WORK REQUIRED » Report each line of the records where "glowing" occurs.

DATA TO PROCESS »
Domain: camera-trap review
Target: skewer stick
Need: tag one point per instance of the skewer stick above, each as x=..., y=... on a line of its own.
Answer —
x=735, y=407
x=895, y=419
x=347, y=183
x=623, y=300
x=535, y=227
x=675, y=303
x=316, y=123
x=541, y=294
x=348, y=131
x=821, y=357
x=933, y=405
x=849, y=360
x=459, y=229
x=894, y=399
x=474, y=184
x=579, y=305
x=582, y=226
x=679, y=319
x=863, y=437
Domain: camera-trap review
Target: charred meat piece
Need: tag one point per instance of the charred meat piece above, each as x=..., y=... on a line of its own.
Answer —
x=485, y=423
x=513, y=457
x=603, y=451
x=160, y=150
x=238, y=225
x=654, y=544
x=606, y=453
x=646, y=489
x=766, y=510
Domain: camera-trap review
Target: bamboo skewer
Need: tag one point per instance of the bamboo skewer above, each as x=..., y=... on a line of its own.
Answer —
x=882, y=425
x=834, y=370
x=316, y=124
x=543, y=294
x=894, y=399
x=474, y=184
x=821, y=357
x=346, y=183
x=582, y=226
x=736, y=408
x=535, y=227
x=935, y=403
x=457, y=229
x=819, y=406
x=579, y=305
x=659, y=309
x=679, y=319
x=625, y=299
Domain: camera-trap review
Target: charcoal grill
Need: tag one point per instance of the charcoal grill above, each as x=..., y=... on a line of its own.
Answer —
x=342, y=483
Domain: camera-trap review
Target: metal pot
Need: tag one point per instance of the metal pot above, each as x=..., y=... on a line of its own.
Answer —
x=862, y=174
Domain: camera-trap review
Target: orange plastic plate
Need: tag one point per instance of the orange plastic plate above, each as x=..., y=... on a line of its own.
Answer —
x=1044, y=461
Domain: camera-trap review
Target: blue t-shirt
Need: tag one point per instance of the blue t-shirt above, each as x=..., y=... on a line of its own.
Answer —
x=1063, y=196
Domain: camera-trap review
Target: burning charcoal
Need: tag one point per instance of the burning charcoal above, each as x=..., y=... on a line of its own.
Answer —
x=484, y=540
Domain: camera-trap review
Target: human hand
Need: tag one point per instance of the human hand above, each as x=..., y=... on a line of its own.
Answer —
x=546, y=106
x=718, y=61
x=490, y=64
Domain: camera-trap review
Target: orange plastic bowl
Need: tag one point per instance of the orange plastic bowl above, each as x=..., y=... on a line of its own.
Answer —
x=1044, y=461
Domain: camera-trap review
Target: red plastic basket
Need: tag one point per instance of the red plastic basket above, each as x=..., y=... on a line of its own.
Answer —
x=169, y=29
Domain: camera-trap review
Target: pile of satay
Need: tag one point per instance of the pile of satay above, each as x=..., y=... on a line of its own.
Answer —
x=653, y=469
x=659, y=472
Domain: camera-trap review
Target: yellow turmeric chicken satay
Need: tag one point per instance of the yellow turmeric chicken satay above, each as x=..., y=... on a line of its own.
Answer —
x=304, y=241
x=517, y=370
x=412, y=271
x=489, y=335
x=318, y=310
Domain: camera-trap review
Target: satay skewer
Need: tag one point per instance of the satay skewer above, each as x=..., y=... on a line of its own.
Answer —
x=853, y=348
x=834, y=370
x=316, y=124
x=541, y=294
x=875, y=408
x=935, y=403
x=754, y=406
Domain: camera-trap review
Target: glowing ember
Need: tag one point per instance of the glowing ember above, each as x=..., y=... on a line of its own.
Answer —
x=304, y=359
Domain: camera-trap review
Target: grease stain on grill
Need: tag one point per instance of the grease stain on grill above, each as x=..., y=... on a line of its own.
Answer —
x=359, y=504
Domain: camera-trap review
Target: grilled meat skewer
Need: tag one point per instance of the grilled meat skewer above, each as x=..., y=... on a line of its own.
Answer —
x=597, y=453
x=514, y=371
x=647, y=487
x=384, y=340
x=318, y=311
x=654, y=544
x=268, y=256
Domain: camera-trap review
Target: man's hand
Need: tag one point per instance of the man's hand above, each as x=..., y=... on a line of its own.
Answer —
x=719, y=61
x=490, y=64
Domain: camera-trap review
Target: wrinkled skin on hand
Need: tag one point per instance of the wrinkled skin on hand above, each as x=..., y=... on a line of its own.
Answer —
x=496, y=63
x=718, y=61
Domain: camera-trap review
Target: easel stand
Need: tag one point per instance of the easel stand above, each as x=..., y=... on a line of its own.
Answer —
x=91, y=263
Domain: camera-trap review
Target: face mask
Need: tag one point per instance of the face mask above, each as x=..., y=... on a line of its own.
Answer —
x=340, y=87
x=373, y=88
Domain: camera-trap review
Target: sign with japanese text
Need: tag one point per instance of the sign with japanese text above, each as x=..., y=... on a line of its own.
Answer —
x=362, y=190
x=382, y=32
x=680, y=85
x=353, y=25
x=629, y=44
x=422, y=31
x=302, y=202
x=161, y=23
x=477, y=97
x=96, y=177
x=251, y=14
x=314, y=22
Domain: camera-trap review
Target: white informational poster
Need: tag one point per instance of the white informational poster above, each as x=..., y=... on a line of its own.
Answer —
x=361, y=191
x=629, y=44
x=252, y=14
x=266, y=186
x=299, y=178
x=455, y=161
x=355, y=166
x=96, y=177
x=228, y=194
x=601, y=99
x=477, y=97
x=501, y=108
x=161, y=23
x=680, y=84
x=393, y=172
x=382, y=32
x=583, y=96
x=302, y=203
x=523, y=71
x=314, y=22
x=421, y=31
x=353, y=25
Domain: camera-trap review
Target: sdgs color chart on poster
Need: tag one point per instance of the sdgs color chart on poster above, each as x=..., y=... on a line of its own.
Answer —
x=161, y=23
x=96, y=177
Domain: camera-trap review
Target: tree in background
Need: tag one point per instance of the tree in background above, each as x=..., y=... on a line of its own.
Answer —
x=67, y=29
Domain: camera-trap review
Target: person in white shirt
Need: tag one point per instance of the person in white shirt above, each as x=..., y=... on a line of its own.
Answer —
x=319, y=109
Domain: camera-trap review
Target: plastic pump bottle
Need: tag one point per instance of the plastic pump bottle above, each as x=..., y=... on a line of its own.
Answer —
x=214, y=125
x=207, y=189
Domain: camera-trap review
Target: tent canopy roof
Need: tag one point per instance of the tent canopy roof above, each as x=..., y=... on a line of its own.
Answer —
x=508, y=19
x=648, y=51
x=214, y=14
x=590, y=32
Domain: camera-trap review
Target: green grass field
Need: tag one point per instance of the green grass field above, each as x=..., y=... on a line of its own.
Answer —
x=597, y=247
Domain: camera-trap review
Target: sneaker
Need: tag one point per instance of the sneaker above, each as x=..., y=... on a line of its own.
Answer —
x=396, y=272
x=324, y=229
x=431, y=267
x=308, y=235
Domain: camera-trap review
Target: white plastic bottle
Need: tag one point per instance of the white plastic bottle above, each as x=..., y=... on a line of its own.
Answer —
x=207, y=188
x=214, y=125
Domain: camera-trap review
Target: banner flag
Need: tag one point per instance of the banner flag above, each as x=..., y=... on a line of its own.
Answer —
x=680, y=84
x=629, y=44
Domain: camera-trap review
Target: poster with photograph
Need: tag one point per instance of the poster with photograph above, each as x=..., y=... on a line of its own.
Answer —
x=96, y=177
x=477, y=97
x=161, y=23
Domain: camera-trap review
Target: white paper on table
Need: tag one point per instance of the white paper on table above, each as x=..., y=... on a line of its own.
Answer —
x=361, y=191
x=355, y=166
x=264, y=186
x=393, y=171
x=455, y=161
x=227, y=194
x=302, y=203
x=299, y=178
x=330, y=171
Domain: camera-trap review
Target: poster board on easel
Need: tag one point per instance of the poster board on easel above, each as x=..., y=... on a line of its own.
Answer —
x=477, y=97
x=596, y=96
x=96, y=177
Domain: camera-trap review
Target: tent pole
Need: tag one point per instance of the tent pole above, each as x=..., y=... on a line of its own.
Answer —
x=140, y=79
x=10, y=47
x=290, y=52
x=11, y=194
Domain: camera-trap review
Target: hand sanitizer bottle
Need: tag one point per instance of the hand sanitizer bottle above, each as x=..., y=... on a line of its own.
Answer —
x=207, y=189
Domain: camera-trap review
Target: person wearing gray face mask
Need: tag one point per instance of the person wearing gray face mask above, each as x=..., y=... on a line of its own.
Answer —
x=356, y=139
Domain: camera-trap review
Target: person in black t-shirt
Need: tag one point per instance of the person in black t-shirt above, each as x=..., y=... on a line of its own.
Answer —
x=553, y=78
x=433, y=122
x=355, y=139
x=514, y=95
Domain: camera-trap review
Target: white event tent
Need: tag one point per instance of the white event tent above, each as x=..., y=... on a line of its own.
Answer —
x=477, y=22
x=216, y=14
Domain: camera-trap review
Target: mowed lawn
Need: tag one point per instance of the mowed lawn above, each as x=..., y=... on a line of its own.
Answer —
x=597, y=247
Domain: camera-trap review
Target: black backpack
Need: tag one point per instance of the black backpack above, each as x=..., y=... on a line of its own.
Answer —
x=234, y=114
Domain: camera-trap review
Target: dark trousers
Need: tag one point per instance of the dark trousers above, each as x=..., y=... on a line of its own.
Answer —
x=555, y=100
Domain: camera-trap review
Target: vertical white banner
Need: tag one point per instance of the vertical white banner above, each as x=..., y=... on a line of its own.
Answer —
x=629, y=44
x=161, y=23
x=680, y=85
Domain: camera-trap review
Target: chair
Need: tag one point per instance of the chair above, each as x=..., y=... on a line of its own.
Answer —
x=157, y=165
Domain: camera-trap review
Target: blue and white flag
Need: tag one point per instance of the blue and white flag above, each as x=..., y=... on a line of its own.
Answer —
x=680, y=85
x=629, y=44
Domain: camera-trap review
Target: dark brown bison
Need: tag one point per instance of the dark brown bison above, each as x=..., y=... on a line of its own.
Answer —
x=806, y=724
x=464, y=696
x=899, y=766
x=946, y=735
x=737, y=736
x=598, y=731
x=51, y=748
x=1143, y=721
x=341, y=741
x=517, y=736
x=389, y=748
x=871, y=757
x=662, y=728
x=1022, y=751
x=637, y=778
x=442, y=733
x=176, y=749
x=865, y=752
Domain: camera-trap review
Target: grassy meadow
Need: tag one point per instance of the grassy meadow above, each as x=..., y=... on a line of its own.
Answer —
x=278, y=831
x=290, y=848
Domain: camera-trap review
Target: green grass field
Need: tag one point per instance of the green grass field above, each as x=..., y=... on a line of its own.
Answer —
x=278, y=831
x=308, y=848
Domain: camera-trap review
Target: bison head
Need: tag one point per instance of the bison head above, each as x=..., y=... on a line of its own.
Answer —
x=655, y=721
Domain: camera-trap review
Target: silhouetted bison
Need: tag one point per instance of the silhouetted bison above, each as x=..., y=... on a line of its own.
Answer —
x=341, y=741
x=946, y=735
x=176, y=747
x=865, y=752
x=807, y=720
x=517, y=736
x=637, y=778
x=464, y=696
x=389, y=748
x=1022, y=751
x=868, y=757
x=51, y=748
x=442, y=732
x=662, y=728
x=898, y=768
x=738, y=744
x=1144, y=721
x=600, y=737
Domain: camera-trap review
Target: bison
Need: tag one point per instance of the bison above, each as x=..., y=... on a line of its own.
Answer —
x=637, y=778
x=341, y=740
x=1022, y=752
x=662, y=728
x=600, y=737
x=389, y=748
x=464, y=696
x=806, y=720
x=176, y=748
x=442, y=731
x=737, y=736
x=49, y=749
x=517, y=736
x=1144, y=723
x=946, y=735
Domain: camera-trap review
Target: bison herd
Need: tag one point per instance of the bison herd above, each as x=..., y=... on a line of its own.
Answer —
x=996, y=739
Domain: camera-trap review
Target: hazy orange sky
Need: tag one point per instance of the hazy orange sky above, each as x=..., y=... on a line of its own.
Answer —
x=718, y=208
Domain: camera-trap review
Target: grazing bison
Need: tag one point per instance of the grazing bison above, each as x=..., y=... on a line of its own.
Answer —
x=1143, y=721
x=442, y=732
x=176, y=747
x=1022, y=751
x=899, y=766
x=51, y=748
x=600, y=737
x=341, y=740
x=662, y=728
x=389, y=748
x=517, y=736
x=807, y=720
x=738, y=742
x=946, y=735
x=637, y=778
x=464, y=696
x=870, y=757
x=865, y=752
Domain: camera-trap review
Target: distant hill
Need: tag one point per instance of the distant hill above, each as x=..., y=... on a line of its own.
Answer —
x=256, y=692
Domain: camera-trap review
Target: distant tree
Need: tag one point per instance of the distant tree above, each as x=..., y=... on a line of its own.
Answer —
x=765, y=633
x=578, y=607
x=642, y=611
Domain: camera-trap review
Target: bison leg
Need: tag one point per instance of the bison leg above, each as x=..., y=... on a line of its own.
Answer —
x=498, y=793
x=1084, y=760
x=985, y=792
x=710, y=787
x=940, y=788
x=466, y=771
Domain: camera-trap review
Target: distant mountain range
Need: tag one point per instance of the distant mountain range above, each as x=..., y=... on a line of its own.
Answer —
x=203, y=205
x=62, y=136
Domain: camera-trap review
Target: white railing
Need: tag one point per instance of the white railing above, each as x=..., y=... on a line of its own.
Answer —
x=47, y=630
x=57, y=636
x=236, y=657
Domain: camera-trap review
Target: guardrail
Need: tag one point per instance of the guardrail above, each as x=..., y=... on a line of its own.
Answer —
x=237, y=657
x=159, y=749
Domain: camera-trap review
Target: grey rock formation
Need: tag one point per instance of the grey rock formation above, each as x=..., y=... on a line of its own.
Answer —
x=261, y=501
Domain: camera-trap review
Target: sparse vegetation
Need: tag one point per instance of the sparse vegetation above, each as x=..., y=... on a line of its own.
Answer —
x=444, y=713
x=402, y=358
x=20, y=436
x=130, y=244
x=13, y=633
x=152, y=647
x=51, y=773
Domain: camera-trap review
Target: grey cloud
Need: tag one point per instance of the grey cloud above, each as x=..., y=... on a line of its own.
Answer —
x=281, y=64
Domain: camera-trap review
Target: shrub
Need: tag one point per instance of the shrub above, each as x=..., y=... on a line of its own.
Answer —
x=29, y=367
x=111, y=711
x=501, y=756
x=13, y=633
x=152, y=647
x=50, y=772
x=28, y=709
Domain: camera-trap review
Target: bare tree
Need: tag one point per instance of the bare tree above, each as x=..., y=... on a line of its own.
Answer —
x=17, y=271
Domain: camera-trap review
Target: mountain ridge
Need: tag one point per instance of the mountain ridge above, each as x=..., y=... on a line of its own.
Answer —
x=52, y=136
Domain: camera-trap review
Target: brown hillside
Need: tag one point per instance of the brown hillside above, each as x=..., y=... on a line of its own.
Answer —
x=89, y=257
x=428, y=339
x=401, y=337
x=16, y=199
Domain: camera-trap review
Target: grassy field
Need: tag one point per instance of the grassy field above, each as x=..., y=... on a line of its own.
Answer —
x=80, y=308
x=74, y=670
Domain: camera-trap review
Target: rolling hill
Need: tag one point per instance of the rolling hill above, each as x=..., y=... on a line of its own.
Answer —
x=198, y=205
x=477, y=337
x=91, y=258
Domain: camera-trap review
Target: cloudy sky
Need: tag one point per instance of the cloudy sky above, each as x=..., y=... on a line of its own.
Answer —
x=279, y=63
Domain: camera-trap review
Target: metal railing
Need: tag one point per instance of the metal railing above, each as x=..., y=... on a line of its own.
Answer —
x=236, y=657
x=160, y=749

SOLVED PROBLEM »
Target: glowing ember
Need: tag one point per instance of the glowing ember above, each as x=..., y=... on a line of its own.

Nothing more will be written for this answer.